-- BEGIN RECORDS FOR THE TASK --

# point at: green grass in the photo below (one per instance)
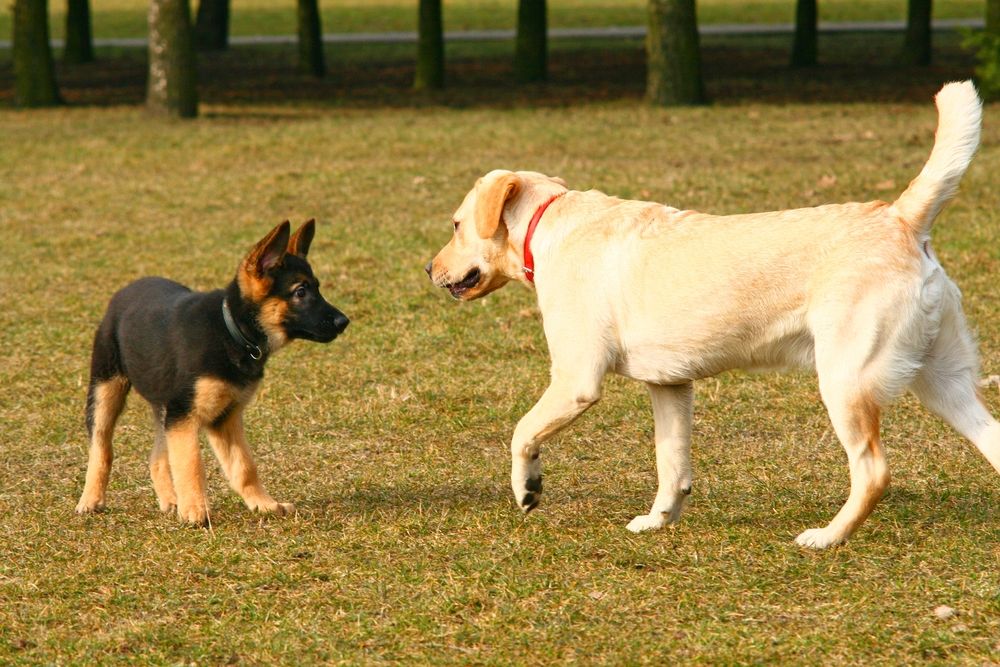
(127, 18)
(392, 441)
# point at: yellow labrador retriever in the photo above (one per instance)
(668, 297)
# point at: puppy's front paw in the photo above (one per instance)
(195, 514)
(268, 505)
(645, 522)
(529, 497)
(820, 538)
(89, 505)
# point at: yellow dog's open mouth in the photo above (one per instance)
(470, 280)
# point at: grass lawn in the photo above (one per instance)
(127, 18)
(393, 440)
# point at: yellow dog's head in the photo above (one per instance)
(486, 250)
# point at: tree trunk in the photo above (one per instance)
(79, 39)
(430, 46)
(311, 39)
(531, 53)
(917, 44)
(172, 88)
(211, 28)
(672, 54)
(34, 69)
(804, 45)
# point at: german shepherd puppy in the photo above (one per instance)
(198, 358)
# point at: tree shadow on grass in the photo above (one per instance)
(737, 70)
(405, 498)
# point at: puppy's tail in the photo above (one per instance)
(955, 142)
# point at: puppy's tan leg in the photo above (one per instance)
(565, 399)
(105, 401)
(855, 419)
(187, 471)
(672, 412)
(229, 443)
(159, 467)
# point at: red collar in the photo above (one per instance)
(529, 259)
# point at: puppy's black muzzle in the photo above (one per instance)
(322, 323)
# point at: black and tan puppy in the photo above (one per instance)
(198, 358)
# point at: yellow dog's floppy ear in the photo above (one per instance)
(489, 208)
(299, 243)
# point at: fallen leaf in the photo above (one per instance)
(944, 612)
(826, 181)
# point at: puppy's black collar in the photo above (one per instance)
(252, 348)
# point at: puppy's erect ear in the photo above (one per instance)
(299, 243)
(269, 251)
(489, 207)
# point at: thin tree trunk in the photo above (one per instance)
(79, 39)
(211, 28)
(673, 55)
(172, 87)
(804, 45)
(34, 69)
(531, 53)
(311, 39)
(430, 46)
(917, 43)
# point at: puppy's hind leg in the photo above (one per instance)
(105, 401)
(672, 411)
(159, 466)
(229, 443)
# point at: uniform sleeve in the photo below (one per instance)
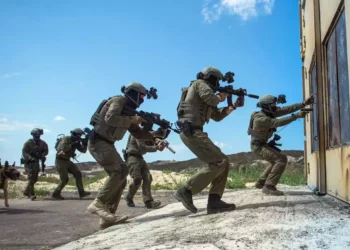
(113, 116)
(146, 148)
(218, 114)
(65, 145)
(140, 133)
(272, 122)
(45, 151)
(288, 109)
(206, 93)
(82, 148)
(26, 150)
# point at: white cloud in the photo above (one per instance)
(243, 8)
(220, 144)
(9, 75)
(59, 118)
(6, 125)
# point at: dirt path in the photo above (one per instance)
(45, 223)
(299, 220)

-- END RECORDS FOR THE TASK --

**TO DO**
Starting at the line that contains "# point at: dirt" and ending with the last line of the material, render those lines as a JSON list of strings, one string per line, with blank lines omitted.

**ANSWER FOR THE TASK**
[
  "# point at: dirt path in the photo above (one per instance)",
  "(45, 223)",
  "(299, 220)"
]